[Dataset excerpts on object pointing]
:::

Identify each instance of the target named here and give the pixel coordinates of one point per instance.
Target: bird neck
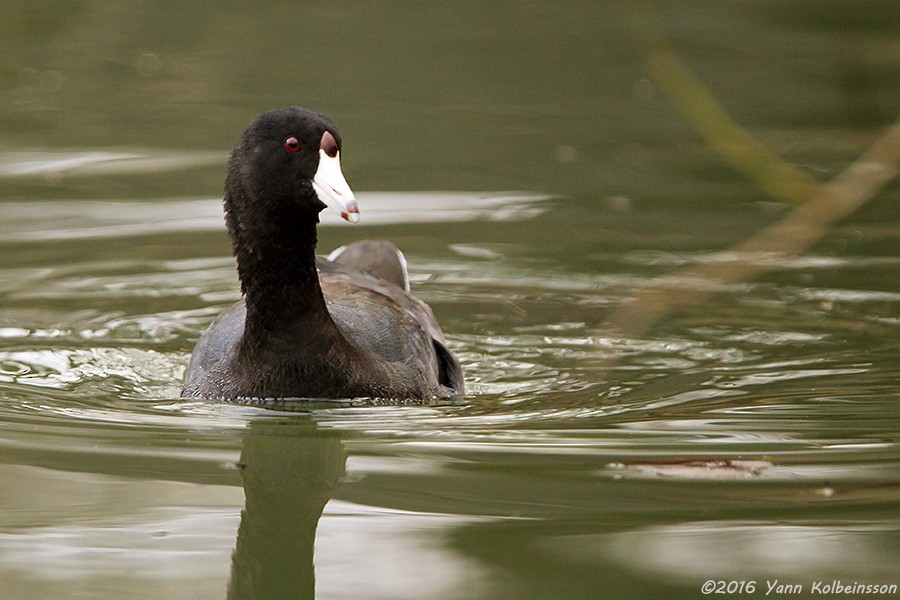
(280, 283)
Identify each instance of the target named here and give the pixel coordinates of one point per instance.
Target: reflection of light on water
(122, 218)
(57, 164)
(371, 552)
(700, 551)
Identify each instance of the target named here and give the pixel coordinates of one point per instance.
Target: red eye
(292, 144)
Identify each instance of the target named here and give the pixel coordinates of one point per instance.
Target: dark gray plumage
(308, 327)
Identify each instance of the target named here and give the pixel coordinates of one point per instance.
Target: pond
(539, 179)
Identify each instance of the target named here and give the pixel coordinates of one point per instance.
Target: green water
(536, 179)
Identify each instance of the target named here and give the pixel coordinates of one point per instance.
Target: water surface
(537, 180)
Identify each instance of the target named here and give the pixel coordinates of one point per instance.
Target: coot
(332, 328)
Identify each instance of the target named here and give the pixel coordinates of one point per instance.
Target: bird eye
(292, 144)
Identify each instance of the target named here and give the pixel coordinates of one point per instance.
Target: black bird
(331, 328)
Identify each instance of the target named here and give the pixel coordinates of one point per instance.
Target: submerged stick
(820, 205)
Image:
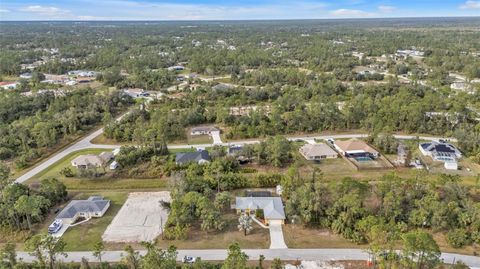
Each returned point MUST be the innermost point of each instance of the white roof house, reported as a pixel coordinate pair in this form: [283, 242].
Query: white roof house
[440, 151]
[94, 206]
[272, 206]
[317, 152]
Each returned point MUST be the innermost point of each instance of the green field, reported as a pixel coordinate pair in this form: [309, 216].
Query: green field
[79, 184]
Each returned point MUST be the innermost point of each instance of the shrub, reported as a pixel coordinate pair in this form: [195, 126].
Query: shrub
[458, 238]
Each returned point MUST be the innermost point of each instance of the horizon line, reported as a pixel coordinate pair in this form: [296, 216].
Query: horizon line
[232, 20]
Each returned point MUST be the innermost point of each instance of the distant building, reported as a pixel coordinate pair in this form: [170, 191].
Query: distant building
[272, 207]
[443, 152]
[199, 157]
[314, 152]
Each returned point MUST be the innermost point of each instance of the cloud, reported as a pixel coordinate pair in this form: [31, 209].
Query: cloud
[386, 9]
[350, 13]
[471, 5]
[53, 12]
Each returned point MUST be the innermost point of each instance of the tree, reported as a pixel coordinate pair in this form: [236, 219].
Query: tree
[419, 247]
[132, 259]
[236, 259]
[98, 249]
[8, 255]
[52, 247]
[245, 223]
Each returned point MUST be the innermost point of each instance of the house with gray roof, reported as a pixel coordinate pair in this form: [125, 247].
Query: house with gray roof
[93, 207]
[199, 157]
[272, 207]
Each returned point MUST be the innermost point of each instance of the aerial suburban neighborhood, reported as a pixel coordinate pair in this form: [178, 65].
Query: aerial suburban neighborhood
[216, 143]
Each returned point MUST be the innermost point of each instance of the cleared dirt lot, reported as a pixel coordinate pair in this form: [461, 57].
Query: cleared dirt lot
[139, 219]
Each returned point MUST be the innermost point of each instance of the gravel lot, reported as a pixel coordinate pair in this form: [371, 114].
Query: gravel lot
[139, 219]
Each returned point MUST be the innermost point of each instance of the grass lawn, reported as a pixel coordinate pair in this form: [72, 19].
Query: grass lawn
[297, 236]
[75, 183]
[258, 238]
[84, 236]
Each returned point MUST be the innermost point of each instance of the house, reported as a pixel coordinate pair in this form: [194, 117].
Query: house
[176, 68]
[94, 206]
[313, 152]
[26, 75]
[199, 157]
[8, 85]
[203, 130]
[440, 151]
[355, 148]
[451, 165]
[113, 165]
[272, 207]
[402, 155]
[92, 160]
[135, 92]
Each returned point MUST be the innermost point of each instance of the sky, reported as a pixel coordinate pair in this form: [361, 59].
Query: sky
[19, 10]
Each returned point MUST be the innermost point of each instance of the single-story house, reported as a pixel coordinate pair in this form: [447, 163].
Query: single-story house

:::

What is needed: Set the data above down again exactly as given, with no pictures.

Correct answer:
Identify each instance of the target named here and give the pixel coordinates of one point per instance.
Target: bird neck
(280, 283)
Identify each instance of the target named here and give the pixel coordinates of one point per instance.
Target: reflection of light on water
(122, 218)
(57, 164)
(371, 552)
(700, 551)
Identify each instance of the target named here and give the pixel coordinates of one point per instance.
Target: red eye
(292, 144)
Identify each instance of the target named here and give the pixel coordinates of one point per instance.
Target: dark gray plumage
(308, 327)
Identify each instance of the target named here and give the pixel coordinates of one point per instance.
Target: pond
(539, 179)
Identify each instance of the target named here and give the pixel coordinates of one point per instance.
Target: green water
(536, 179)
Identify each instance of the target named here and give the pixel coordinates of one point per instance.
Target: water surface
(537, 180)
Identify each instance of the target named here and give the pixel coordinates of one point per instance.
Target: coot
(332, 328)
Identify each instance of the target named here and give the pixel coordinates of one point per instance.
Target: bird eye
(292, 144)
Identify each instance of the target named here and give the pixel coordinates of one point per instance.
Target: black bird
(331, 328)
Identify each instance of the target named here and give the pixel coordinates of one point per instance.
Target: submerged stick
(820, 205)
Image:
Each returned point MUST be the innermost point of each instance of the white roof house, reported as a pixel coordinate pair in this form: [283, 242].
Query: white roof house
[440, 151]
[94, 206]
[272, 206]
[317, 152]
Each returned point MUST be the innermost point of each instance of the green field, reported as a pixel coordinate pair in this form: [309, 216].
Query: green field
[79, 184]
Each returned point MUST be the innermost point of each instance of the shrub, reported as a pixel coordinate pair in this form: [195, 126].
Query: shrub
[458, 238]
Each returned point MUST be the innermost point of each instance of the horizon line, reported as a pixel coordinate pair in this form: [296, 216].
Query: horizon line
[232, 20]
Each returned point MUST be the innermost point of each instance of the distant building, reported as a pixel coordinate pair in this form: [170, 191].
Query: distant building
[272, 207]
[443, 152]
[199, 157]
[314, 152]
Each returned point MUST be the innermost point of each instance of the cloud, reported as a pixel coordinate pair in this form: [31, 209].
Query: cloud
[386, 9]
[350, 13]
[471, 5]
[53, 12]
Each returned point MUST be the innermost point of each instance of the tree, reported as a pixel coordinate pair in this form: [236, 219].
Query: tree
[419, 247]
[132, 259]
[236, 259]
[98, 249]
[8, 255]
[52, 247]
[245, 223]
Each returned point MUST be the innermost point of each instance of the house with gray roof, reported as a pixel coordinate pair in this form: [125, 247].
Query: house with gray roof
[93, 207]
[199, 157]
[272, 207]
Each returned point MUST be the innermost point of each instance of the aerial suburban neighborhood, reported as a pixel coordinate pair in this form: [178, 65].
Query: aerial suburban neighborhood
[216, 143]
Each returned point MUST be the innermost point of each instance of the cleared dirt lot, reported as a pixel coordinate pair in this form: [461, 57].
Query: cleared dirt lot
[139, 219]
Each returned point MUST be the innermost point of each instance of the gravel lot, reported as a pixel coordinate pair in this form: [371, 114].
Query: gravel lot
[139, 219]
Each returned point MUST be the innermost point of each instance of the grass lawn, reported as a pixel coordinate pair in this form: [72, 19].
Query: grass lawn
[297, 236]
[75, 183]
[258, 238]
[84, 236]
Each returned point MUST be the innermost point of each instance of the house, reported as a pixel coordinate pair in this form: [194, 117].
Query: house
[176, 68]
[94, 206]
[313, 152]
[26, 75]
[199, 157]
[8, 85]
[203, 130]
[440, 151]
[355, 148]
[451, 165]
[113, 165]
[272, 207]
[402, 155]
[92, 160]
[135, 92]
Each returned point MUST be the innermost point of each instance of the sky, reported as a pixel coordinate pair in this form: [361, 59].
Query: sky
[19, 10]
Each returned point MUST be the innermost point of each instance of the single-story house, reported as a pixel coordinate pair in this form: [447, 163].
Query: single-story house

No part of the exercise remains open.